• Work to do: The listing must be reproduced in full, exactly as it stands.

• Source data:
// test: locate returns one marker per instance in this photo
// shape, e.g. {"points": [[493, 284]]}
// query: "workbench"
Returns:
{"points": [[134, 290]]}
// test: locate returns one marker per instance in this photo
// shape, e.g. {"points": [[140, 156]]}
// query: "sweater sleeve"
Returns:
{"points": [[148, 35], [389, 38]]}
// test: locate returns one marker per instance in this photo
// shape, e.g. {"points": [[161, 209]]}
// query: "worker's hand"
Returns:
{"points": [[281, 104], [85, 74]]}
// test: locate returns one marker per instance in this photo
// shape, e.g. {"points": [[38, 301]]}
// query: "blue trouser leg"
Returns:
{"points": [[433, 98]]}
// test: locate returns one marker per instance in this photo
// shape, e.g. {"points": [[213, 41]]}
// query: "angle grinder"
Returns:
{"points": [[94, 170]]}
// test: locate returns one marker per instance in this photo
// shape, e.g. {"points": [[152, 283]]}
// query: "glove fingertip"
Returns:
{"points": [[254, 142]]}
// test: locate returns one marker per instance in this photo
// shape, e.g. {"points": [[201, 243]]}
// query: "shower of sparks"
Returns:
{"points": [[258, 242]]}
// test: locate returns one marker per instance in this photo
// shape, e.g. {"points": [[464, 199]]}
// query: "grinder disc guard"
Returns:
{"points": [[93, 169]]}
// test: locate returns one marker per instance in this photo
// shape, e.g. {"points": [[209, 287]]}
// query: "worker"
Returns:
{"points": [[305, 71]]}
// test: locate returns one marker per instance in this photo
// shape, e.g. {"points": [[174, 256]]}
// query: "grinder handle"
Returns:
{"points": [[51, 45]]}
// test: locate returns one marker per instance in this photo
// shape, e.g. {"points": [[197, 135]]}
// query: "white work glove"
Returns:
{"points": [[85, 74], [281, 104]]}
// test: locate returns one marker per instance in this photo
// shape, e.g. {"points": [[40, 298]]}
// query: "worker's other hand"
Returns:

• Exercise answer:
// test: locate returns one marker per instance in this photo
// shape, e.g. {"points": [[493, 284]]}
// query: "workbench"
Returns:
{"points": [[134, 290]]}
// test: locate returns one marker per instance in this photo
// shape, e.g. {"points": [[140, 156]]}
// query: "sweater sleeve"
Returns:
{"points": [[148, 35], [389, 38]]}
// test: locate returns one marker per instance in this photo
// shape, e.g. {"points": [[161, 209]]}
// query: "worker's hand"
Returns:
{"points": [[281, 104], [85, 74]]}
// test: locate returns one marker per instance in this photo
// shape, e.g. {"points": [[38, 301]]}
// query: "blue trouser leg"
Returns:
{"points": [[433, 98]]}
// test: locate returns one marker per instance in this photo
// shape, e.g. {"points": [[213, 41]]}
// query: "angle grinder"
Returns:
{"points": [[94, 170]]}
// test: locate returns one marker per instance in this photo
// shape, e.g. {"points": [[152, 283]]}
// query: "glove fingertip"
Returns:
{"points": [[254, 142]]}
// test: locate returns one marker per instance in this photo
// shape, e.g. {"points": [[201, 243]]}
// query: "shower of sparks"
Returns:
{"points": [[258, 242]]}
// test: locate returns one marker per instance in this photo
// shape, e.g. {"points": [[464, 199]]}
// query: "grinder disc guard"
Returns:
{"points": [[93, 169]]}
// test: locate returns one marker per instance in this photo
// shape, e.g. {"points": [[209, 287]]}
// query: "worker"
Returns:
{"points": [[305, 71]]}
// test: locate returns one marker per instance in this photo
// shape, e.g. {"points": [[174, 256]]}
// query: "grinder handle"
Returns:
{"points": [[51, 45]]}
// test: locate returns one marker per instance in this photo
// shape, e.g. {"points": [[197, 135]]}
// query: "white work glove"
Returns:
{"points": [[85, 74], [281, 104]]}
// test: locate returns one marker per instance in this photo
// shape, e.g. {"points": [[40, 298]]}
// query: "worker's other hand"
Returns:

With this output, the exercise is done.